Start of RECORDS FOR THIS EXERCISE

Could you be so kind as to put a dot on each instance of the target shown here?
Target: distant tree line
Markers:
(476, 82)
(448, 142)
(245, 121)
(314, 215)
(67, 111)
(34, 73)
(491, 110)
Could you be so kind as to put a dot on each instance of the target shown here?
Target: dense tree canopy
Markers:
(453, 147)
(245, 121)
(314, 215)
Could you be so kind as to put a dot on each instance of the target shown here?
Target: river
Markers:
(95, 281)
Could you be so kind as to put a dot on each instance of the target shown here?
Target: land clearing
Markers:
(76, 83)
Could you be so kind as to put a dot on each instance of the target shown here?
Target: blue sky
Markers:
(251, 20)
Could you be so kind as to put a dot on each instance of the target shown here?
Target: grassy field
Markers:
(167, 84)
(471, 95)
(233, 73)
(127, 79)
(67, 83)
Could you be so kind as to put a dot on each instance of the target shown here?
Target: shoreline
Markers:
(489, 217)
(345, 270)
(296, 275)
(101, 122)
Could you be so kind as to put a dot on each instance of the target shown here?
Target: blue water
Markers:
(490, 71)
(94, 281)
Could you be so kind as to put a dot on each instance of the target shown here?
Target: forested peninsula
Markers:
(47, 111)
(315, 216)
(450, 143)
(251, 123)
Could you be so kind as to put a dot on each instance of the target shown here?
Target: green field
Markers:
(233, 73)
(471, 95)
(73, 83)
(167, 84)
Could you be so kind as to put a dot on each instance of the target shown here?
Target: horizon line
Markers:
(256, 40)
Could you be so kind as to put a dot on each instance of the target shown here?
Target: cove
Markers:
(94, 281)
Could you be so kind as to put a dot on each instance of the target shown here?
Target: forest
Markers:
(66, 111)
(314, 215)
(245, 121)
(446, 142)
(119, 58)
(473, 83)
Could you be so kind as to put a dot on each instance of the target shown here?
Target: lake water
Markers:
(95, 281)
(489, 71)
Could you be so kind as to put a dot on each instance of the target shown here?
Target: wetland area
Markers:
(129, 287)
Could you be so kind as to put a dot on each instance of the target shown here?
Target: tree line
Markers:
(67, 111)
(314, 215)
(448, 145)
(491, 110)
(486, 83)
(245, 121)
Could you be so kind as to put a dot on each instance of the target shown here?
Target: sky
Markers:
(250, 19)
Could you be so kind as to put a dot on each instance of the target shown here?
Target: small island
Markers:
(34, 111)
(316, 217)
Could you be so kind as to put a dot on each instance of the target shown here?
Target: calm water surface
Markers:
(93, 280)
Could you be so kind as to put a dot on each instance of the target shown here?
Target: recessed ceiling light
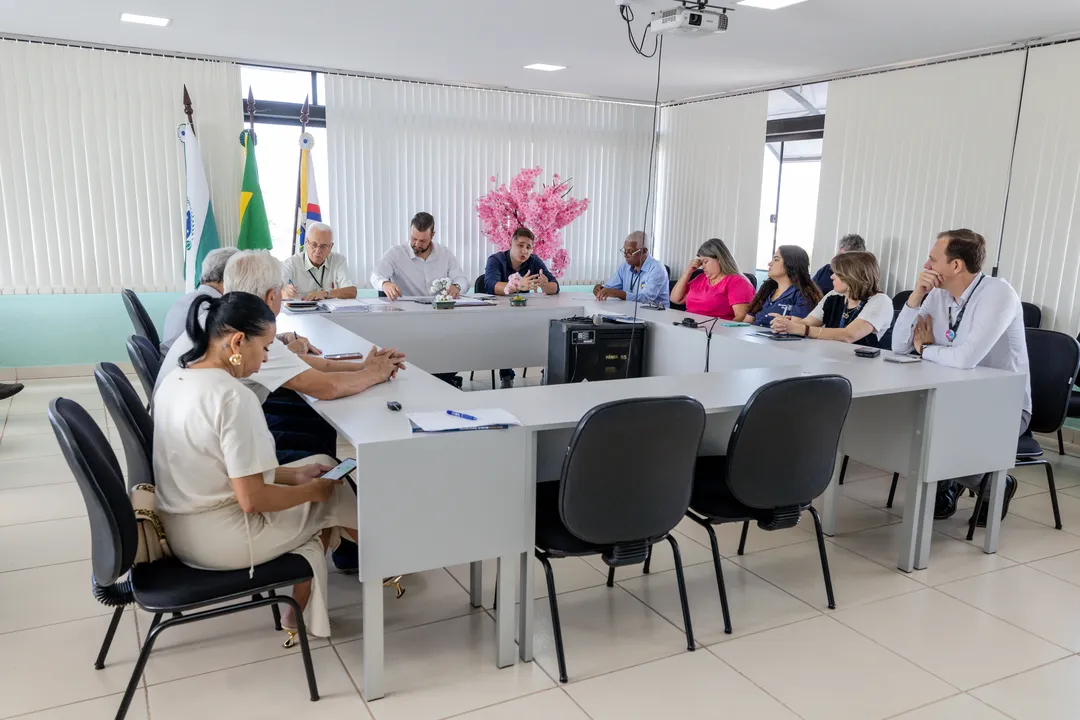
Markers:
(769, 4)
(145, 19)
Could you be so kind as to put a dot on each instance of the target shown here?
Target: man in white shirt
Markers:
(316, 272)
(409, 270)
(959, 317)
(210, 283)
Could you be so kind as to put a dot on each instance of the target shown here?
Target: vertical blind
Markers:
(92, 170)
(1040, 255)
(710, 177)
(396, 148)
(913, 152)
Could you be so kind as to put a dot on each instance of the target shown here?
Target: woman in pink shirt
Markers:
(720, 290)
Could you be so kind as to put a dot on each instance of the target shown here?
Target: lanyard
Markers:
(954, 326)
(845, 317)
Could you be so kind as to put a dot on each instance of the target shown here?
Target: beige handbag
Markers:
(151, 533)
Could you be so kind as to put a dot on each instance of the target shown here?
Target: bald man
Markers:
(318, 272)
(639, 279)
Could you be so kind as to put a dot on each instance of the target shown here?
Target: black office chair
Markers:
(753, 481)
(620, 491)
(1074, 411)
(147, 360)
(165, 586)
(140, 318)
(1053, 364)
(131, 418)
(1033, 315)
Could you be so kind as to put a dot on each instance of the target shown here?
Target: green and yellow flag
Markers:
(254, 226)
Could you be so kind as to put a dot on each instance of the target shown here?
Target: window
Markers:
(788, 197)
(272, 84)
(278, 152)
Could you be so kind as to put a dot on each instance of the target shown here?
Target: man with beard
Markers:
(409, 270)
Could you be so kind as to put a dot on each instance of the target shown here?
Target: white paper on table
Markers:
(441, 422)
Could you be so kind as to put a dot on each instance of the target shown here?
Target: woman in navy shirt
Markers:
(531, 271)
(788, 290)
(531, 274)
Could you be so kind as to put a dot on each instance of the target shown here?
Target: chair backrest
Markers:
(1033, 314)
(132, 420)
(769, 469)
(629, 469)
(89, 454)
(1053, 362)
(147, 358)
(140, 318)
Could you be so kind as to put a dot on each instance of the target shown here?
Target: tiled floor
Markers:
(974, 637)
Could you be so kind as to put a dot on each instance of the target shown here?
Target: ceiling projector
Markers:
(688, 22)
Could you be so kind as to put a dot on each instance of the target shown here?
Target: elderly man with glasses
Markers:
(640, 279)
(316, 272)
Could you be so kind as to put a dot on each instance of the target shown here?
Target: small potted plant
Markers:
(518, 299)
(441, 288)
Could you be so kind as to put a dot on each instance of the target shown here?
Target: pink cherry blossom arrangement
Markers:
(545, 212)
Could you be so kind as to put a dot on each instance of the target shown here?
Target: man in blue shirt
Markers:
(850, 243)
(640, 279)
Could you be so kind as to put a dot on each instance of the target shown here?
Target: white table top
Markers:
(365, 419)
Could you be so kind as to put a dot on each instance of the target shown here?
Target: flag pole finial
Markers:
(251, 110)
(188, 111)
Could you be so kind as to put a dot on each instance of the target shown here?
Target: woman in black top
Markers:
(856, 311)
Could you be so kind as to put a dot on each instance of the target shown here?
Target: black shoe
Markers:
(347, 557)
(945, 503)
(10, 389)
(984, 512)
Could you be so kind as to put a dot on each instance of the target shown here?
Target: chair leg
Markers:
(1053, 496)
(824, 559)
(277, 613)
(980, 499)
(892, 489)
(556, 627)
(117, 614)
(682, 594)
(719, 580)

End of RECORDS FOR THIS EXERCISE

An answer that restates all the entries exactly and drops the images is what is needed.

Could you be so kind as to put a dot on each instance of the target shown here?
Target: distant tree line
Markers:
(476, 82)
(448, 142)
(245, 121)
(314, 215)
(67, 111)
(34, 73)
(491, 110)
Could you be so kind as to put a dot on each instance of the target shown here?
Target: dense tree canopy
Markers:
(453, 147)
(245, 121)
(314, 215)
Could you be so kind as to put a dot on each instance of the target shown here?
Target: river
Markers:
(95, 281)
Could you be so kind as to put a dot on each instance of the target shown here?
Target: land clearing
Markers:
(76, 83)
Could you be so kind as to put a dot on each instance of the target shown here?
Target: blue sky
Markers:
(251, 20)
Could you be so kind as to put a dot on each instance of the target shown here?
Target: grassy field
Markers:
(167, 84)
(471, 95)
(233, 73)
(127, 79)
(67, 83)
Could you be so kind as to put a dot on each instance of the target shown here?
Target: shoreline
Markers:
(489, 217)
(345, 270)
(296, 275)
(101, 122)
Could you be so kind as to put a dot on each instance of the target shown here?
Target: blue water
Markers:
(490, 71)
(94, 281)
Could you be so kind as to put a dot on each instance of the target shown here?
Target: forested peninsula
Markers:
(47, 111)
(315, 216)
(450, 143)
(251, 123)
Could you be so kind as to put a dot on each instance of the target shown here?
Target: green field
Markers:
(233, 73)
(471, 95)
(73, 83)
(167, 84)
Could you be so kind as to put a dot on each instance of the target shown here?
Target: horizon line
Markers:
(256, 40)
Could you be so kind as to put a dot on each instance of the target shown here?
Target: cove
Markers:
(94, 281)
Could you be so kind as to put a dot on each instance of the target shown here?
Target: forest
Markers:
(66, 111)
(314, 215)
(245, 121)
(446, 142)
(119, 58)
(473, 83)
Could you be so kind as to put a dot on each instance of the target shown here?
Target: lake water
Markers:
(95, 281)
(489, 71)
Could you be so kind as to put a dot on each instance of the target shown here?
Target: wetland area
Markers:
(129, 287)
Could you be so kind as to put a dot on each instance of the target shown here?
Target: tree line
Markers:
(67, 111)
(314, 215)
(448, 145)
(491, 110)
(486, 83)
(245, 121)
Could you be so kind as to put a dot on each instance of the target shown here?
Target: sky
Markers:
(250, 19)
Could you be so kind as to put a dot on each instance of the target shown here?
Target: small island
Markers:
(34, 111)
(316, 217)
Could you be so kind as to put a dot on each instance of the target shown here?
Target: calm water surface
Markers:
(93, 280)
Could you be so kind as to put a dot on each instance of the target shown here?
Target: recessed ceiling light
Markers:
(769, 4)
(145, 19)
Could you be so kind as to put a dot on each instance of the target shown here?
Target: man in white shirt
Markers:
(316, 272)
(409, 270)
(959, 317)
(210, 283)
Could you be so kind as to put a dot on each instance of the target shown here?
Target: vertical blind
Markers:
(92, 170)
(1040, 255)
(710, 177)
(396, 148)
(913, 152)
Could you be so kind as to put a dot on each instance of the target shown here?
Target: woman in pink shirt
Markers:
(720, 290)
Could you be so kind as to put a dot on each instance of the target shown here?
Target: lanyard
Markers:
(954, 326)
(845, 317)
Could you be so kind as to put a dot on each instance of the target shown here?
Target: beige handbag
Markers:
(151, 533)
Could you be so kind as to put a dot on each instance of the target shown here?
Target: bald man
Markers:
(318, 272)
(639, 279)
Could you be so kind as to put a dot on each instance of the target shown here?
Target: black office chair
Markers:
(753, 481)
(620, 491)
(1074, 411)
(147, 360)
(165, 586)
(140, 318)
(1053, 364)
(131, 418)
(1033, 315)
Could you be so kind as to put a dot on each instance of the target shown here?
Target: green and yellow flag
Markers:
(254, 226)
Could you be so kind as to put a dot on each instance of the target shown here?
Target: window
Markers:
(788, 197)
(272, 84)
(278, 152)
Could you be so kind as to put a dot on each instance of the target shown here?
Target: man with beard
Markers:
(409, 270)
Could you be so kind as to put a dot on each instance of the target shown here?
Target: white paper on table
Markers:
(441, 422)
Could you be so kind as to put a dot on each instance of the target shown here?
Target: woman in navy shirt
Markers:
(531, 271)
(788, 290)
(531, 274)
Could you be so kind as to put a dot on each instance of the target shown here?
Target: chair backrest
Markers:
(1033, 314)
(132, 420)
(769, 469)
(629, 469)
(89, 454)
(1053, 362)
(147, 358)
(140, 318)
Could you be so kind as to put a dot on each instance of the target shown here?
Target: tiled floor
Markers:
(974, 637)
Could you be so kind as to put a dot on each instance of the target shown here?
Target: ceiling projector
Markers:
(688, 22)
Could you be so kind as to put a dot on each instance of the target shown here?
Target: elderly man with glasses
Markers:
(640, 279)
(316, 272)
Could you be so kind as to put a dot on each instance of the target shown here?
Target: small potted plant
Markers:
(518, 299)
(441, 288)
Could you be so kind as to put a dot on each instance of the target shown here?
Target: pink cherry blossom arrangement
Markers:
(545, 212)
Could you be so kind as to put a dot on each instance of the target shown here?
Target: man in blue shirt
Markers:
(850, 243)
(640, 279)
Could you be so kind as to put a dot on each instance of the target shown here?
Target: white table top
Markers:
(365, 419)
Could you be so kind as to put a dot on each instance of the target shown here?
Target: flag pole finial
Markers:
(251, 110)
(188, 111)
Could you be so kind as to put a dot on each instance of the target shown here?
Target: woman in black top
Markers:
(856, 311)
Could you be so kind as to put a dot on each instance of the target shown here?
Target: black shoe
Markers:
(347, 557)
(945, 503)
(10, 389)
(984, 512)
Could you be so kind as to put a dot on each instance of the target shown here?
Target: chair leg
Markers:
(1053, 496)
(824, 559)
(277, 613)
(980, 499)
(892, 489)
(556, 627)
(117, 614)
(682, 594)
(719, 580)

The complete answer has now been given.